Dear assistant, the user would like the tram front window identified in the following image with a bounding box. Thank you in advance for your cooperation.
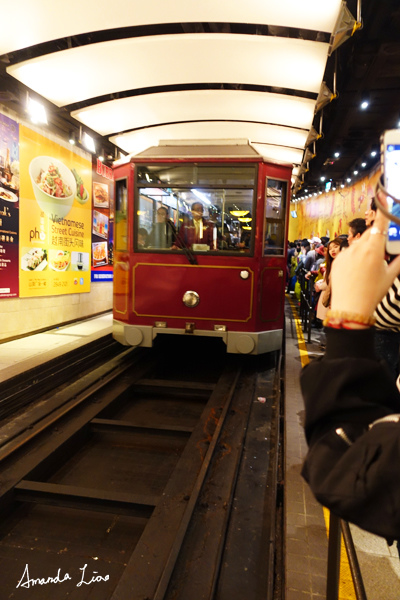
[135,165,256,254]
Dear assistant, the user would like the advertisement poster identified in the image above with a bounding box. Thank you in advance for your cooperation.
[92,161,114,281]
[19,125,92,297]
[289,168,380,241]
[0,113,19,298]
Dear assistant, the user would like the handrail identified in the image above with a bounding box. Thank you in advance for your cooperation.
[326,513,367,600]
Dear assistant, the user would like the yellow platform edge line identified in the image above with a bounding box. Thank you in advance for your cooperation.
[287,296,357,600]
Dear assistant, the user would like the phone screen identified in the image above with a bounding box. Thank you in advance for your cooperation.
[385,144,400,242]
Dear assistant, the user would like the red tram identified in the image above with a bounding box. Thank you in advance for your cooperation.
[113,142,292,354]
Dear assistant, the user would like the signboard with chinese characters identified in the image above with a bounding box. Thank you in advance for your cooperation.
[92,160,114,281]
[19,125,92,297]
[0,113,19,298]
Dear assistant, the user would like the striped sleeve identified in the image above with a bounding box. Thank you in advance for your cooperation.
[374,277,400,331]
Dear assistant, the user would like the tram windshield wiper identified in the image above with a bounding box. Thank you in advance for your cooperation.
[167,221,199,265]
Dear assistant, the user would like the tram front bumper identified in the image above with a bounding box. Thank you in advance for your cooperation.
[113,319,283,354]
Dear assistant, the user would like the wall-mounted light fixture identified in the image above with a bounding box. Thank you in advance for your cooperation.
[82,131,96,154]
[26,94,47,125]
[68,131,76,146]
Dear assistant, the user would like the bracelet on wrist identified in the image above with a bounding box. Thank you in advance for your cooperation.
[323,310,376,329]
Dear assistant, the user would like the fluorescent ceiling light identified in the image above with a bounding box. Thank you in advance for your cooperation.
[110,121,307,154]
[190,189,211,204]
[27,97,47,125]
[7,33,329,106]
[82,132,96,154]
[71,90,315,137]
[245,144,303,165]
[0,0,342,54]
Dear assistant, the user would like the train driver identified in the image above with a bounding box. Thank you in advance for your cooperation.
[176,201,216,249]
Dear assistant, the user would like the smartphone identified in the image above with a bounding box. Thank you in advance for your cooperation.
[381,129,400,254]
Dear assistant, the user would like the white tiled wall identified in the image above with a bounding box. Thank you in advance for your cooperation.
[0,281,112,341]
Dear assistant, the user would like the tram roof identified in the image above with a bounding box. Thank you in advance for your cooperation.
[129,140,263,160]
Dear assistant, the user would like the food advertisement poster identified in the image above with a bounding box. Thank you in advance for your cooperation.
[288,167,380,241]
[19,125,92,297]
[0,113,19,298]
[92,161,114,281]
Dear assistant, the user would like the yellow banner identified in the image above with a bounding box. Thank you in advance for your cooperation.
[288,170,380,242]
[19,125,92,297]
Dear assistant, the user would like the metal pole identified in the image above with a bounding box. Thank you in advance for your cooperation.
[326,513,342,600]
[342,521,367,600]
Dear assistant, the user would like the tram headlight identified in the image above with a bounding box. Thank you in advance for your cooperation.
[182,290,200,308]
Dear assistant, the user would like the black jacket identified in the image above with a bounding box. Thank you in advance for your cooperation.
[301,328,400,539]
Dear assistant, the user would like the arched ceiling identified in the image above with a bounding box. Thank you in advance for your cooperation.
[0,0,398,192]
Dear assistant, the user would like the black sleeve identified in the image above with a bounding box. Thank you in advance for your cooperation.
[301,329,400,539]
[300,328,400,443]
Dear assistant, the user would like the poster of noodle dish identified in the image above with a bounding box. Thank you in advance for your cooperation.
[19,125,92,297]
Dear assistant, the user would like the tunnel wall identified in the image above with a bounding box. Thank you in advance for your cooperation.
[288,166,380,242]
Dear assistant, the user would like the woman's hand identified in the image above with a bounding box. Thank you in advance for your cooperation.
[331,192,400,317]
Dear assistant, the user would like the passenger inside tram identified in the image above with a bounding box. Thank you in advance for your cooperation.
[173,201,217,250]
[149,206,176,248]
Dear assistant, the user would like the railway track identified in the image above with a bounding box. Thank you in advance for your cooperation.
[0,340,280,600]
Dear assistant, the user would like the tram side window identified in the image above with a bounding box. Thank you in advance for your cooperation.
[264,179,287,255]
[115,179,128,251]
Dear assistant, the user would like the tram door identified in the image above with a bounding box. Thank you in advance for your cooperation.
[260,176,288,330]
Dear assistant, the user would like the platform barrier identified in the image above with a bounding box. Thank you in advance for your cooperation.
[326,513,368,600]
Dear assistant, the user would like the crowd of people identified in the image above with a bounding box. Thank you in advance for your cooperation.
[287,200,376,328]
[301,192,400,542]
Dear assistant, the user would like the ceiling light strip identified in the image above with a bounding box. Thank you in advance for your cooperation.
[7,33,329,107]
[0,0,342,55]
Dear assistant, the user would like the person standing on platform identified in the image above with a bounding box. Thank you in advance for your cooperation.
[301,193,400,542]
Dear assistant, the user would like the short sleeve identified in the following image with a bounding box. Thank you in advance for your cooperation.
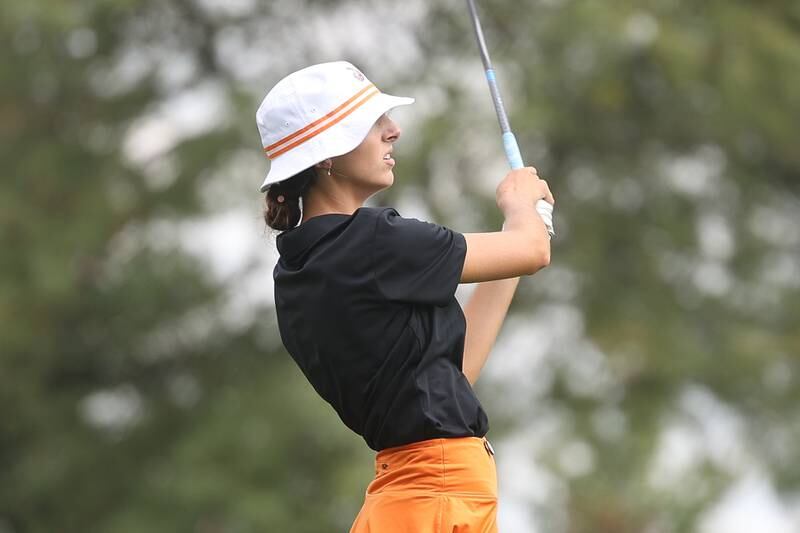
[372,208,467,306]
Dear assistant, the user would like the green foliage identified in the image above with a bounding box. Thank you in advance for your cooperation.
[0,0,800,533]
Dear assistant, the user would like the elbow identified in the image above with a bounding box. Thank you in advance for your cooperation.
[526,242,550,275]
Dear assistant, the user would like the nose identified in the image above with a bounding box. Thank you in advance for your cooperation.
[383,117,403,143]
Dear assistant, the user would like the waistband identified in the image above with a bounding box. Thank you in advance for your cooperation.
[367,437,497,498]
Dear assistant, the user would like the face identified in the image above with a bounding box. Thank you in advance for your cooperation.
[324,114,400,194]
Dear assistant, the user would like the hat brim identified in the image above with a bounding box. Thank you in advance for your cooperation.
[260,93,414,192]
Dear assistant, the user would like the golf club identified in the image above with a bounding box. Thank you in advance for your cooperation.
[467,0,555,238]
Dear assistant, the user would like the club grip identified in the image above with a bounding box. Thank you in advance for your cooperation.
[503,131,556,238]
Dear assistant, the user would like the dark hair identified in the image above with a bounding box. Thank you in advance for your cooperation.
[264,167,317,231]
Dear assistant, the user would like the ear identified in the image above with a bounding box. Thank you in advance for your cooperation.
[314,158,333,170]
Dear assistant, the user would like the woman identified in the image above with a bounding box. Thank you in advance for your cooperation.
[256,61,553,533]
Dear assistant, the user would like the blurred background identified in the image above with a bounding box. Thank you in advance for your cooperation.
[0,0,800,533]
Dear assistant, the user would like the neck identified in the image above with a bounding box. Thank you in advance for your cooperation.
[301,171,370,223]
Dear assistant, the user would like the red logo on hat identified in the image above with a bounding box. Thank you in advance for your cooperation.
[347,67,365,81]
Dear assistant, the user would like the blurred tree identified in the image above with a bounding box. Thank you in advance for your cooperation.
[0,0,800,533]
[0,1,371,533]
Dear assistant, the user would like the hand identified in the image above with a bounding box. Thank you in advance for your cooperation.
[496,167,555,217]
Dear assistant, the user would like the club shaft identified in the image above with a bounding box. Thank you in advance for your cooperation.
[467,0,511,137]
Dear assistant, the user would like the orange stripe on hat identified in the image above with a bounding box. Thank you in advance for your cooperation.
[264,84,380,159]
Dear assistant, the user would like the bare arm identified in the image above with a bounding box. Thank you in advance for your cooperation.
[461,168,554,384]
[462,278,519,385]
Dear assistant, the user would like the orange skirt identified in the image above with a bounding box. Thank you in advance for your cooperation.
[350,437,497,533]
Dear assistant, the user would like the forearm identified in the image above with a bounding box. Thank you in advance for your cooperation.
[462,278,519,384]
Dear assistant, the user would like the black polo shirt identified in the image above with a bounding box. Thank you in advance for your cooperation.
[274,207,489,450]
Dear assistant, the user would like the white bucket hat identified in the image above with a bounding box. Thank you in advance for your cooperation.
[256,61,414,192]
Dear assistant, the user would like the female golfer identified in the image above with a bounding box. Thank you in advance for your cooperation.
[256,61,553,533]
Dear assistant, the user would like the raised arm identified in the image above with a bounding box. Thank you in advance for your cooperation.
[461,167,555,283]
[461,167,554,384]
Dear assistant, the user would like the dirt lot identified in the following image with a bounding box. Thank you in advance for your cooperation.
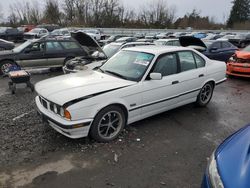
[0,72,250,188]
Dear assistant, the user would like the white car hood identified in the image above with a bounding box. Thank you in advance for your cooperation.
[35,71,135,106]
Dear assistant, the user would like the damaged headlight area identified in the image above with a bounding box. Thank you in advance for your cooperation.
[39,96,71,120]
[208,154,224,188]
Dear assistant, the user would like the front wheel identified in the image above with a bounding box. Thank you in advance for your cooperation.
[196,82,214,107]
[90,106,126,142]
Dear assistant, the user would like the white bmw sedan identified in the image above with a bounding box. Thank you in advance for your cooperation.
[35,46,226,142]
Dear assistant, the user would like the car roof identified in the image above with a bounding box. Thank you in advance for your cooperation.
[124,45,193,55]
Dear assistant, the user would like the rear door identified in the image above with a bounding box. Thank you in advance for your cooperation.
[142,53,181,117]
[177,51,206,102]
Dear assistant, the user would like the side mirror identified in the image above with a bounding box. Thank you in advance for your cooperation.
[92,51,106,59]
[150,72,162,80]
[210,47,218,52]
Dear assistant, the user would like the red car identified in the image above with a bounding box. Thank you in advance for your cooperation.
[227,46,250,78]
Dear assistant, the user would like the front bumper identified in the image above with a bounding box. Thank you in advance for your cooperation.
[36,97,93,139]
[227,62,250,78]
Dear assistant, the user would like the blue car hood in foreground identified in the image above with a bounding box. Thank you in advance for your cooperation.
[215,125,250,188]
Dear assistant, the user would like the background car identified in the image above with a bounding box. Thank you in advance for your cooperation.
[201,125,250,188]
[227,46,250,77]
[115,37,137,43]
[35,46,226,142]
[0,33,88,74]
[229,33,250,48]
[36,24,60,32]
[50,28,70,36]
[179,36,238,62]
[80,29,102,41]
[63,42,154,73]
[99,35,125,46]
[0,39,15,51]
[203,41,238,62]
[154,38,181,46]
[0,27,23,42]
[23,28,49,40]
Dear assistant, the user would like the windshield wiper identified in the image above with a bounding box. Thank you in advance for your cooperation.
[104,70,128,80]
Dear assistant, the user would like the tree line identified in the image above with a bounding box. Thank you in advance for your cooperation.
[2,0,250,29]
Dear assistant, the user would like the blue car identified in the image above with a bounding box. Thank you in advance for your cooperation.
[201,125,250,188]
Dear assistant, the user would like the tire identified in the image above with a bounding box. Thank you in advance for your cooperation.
[0,60,15,75]
[0,47,6,51]
[196,82,214,107]
[90,106,127,142]
[63,57,74,66]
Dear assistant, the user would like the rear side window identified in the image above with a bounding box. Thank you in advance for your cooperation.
[61,41,80,49]
[178,51,196,72]
[173,40,181,46]
[194,53,206,68]
[153,54,177,76]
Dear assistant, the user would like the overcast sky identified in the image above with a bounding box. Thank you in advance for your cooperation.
[0,0,232,22]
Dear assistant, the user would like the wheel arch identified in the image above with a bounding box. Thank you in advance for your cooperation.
[95,102,128,124]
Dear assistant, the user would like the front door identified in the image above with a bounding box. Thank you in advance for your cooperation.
[142,53,181,117]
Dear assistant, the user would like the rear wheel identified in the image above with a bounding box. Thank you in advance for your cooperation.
[0,47,6,51]
[196,82,214,107]
[90,106,126,142]
[0,60,15,75]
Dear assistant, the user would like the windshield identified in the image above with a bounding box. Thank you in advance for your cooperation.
[13,41,32,53]
[100,51,154,82]
[30,28,41,33]
[235,34,246,39]
[103,44,121,58]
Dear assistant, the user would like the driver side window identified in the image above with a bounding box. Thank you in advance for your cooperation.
[152,54,177,76]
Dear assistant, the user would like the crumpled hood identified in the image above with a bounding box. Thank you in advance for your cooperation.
[235,51,250,59]
[215,125,250,188]
[35,71,134,106]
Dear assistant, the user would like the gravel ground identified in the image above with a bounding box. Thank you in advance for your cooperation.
[0,72,250,188]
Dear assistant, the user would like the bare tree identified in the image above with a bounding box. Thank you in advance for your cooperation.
[44,0,62,24]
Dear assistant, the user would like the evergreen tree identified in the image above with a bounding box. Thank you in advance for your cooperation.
[227,0,250,27]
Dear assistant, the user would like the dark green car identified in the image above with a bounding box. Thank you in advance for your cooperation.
[0,37,88,74]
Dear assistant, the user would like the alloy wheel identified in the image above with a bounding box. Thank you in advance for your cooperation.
[98,111,123,139]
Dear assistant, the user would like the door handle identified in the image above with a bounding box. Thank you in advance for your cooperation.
[172,80,179,85]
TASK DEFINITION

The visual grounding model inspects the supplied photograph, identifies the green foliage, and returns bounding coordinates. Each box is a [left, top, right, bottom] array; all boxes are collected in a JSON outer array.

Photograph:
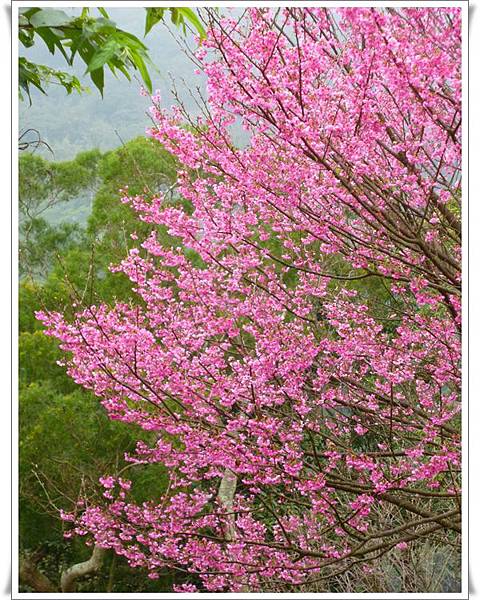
[[19, 138, 180, 592], [18, 7, 205, 104]]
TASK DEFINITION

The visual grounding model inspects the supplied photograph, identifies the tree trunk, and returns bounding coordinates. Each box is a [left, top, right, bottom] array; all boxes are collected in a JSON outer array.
[[60, 546, 105, 592], [218, 467, 250, 594], [18, 557, 58, 592]]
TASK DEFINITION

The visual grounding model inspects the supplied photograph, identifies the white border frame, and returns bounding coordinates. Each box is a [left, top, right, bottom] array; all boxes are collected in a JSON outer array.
[[11, 0, 468, 600]]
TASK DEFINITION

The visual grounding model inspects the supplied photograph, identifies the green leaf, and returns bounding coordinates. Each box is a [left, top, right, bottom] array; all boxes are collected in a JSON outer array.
[[144, 8, 165, 35], [86, 40, 120, 73], [90, 69, 105, 97], [30, 8, 72, 28]]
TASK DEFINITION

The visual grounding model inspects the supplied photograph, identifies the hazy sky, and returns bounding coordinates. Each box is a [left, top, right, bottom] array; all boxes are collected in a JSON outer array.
[[19, 7, 205, 160]]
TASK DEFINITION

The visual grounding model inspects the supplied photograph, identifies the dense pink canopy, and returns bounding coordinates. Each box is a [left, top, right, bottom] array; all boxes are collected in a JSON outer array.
[[40, 8, 461, 591]]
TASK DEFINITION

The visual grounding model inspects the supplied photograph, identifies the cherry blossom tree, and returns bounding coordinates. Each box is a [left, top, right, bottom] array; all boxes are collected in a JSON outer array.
[[39, 8, 461, 592]]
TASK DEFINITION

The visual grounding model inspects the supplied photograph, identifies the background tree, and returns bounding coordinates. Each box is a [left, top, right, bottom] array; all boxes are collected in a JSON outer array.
[[39, 8, 461, 592], [19, 138, 191, 592], [18, 8, 205, 103]]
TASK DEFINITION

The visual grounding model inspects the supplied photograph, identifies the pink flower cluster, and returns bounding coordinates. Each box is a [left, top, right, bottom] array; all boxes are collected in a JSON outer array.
[[38, 7, 461, 592]]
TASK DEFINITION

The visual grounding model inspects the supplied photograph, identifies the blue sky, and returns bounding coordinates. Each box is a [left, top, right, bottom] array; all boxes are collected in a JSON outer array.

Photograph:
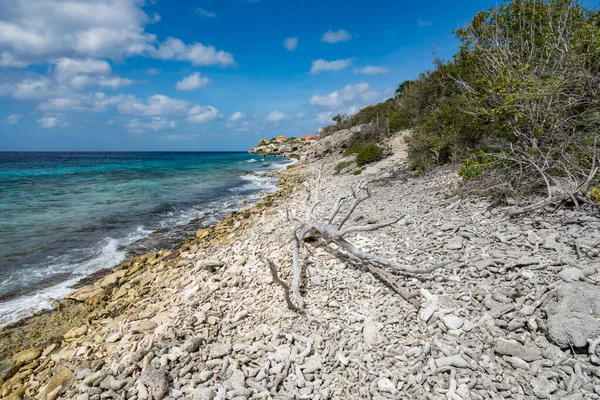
[[0, 0, 536, 151]]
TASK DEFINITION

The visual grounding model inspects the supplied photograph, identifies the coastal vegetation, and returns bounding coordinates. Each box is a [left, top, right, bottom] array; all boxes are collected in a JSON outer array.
[[322, 0, 600, 205]]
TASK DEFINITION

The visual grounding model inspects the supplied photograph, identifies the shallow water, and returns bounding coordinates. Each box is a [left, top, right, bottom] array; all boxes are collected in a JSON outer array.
[[0, 153, 289, 326]]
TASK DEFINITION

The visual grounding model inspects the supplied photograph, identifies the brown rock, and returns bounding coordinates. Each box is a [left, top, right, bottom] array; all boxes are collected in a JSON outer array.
[[0, 359, 19, 385], [63, 325, 87, 339], [12, 347, 42, 365]]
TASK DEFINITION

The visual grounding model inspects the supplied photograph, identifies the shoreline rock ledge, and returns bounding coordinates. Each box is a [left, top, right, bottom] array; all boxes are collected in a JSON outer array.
[[0, 133, 600, 400]]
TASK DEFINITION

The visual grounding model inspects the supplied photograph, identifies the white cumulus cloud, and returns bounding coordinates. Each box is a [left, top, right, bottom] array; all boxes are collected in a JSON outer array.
[[118, 94, 189, 116], [321, 29, 352, 43], [310, 58, 352, 75], [229, 111, 246, 121], [267, 111, 286, 122], [37, 116, 69, 129], [0, 0, 235, 68], [54, 57, 133, 90], [315, 111, 333, 124], [354, 65, 390, 75], [6, 114, 23, 125], [125, 117, 177, 133], [175, 72, 210, 90], [283, 37, 298, 51], [194, 7, 217, 18], [309, 82, 371, 108], [187, 104, 221, 124], [0, 0, 157, 66], [153, 37, 237, 67]]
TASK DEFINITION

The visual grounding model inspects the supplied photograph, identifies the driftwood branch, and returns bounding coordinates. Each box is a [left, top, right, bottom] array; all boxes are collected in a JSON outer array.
[[263, 164, 454, 311], [260, 257, 301, 311]]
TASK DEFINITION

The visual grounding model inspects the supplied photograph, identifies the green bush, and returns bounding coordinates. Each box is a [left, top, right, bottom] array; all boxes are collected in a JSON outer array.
[[458, 151, 495, 181], [335, 161, 352, 172], [356, 143, 383, 167]]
--------------------------------
Repeat the lines starting with the one containing "Dear assistant, the user would like the handrail" and going on through the one containing "[68,131,76,146]", requests included, but shift every bounding box coordinate in the answers up by 92.

Dear assistant, the user would like the handrail identified in the image above with a bounding box. Thank you in advance for your cooperation.
[418,605,459,692]
Dear assistant, the user would like the yellow platform edge line identified in the image above with a bounding box. Thank you in advance for your cooperation.
[379,388,449,692]
Dear assistant, the user would like the phone screen identified in the image above with a bounding box. Thank you in advance for your cooperation.
[477,236,492,334]
Dear assistant, the user would like the red tram identified in the image above with a bounding box. Thank you in advance for your cooperation.
[205,234,384,446]
Dear assistant, the user would like the signboard with chinese characters identified in the image above with a bounding box. Thank you in advance for your cooperation.
[184,252,206,373]
[111,217,184,389]
[92,205,111,390]
Dear assistant, the user would like the striped sleeve identified in the image above with a bounding box. Thank you in advance for your cooperation.
[466,369,492,423]
Dear assistant, the user would like the tram windshield wiper identified in the image above with a bounding box. Thank you in advance for your cooperation.
[259,313,291,357]
Dear assistant, the user would like the tram front bumper identified in the image above with a bounding box. Thank you in advance for your cooperation.
[205,411,375,446]
Dear assistant, the user would like the wall-mounted light fixture identified in the image above with a bounding box. Thank you in advance for your cooperation.
[174,223,188,246]
[118,186,139,217]
[160,223,168,238]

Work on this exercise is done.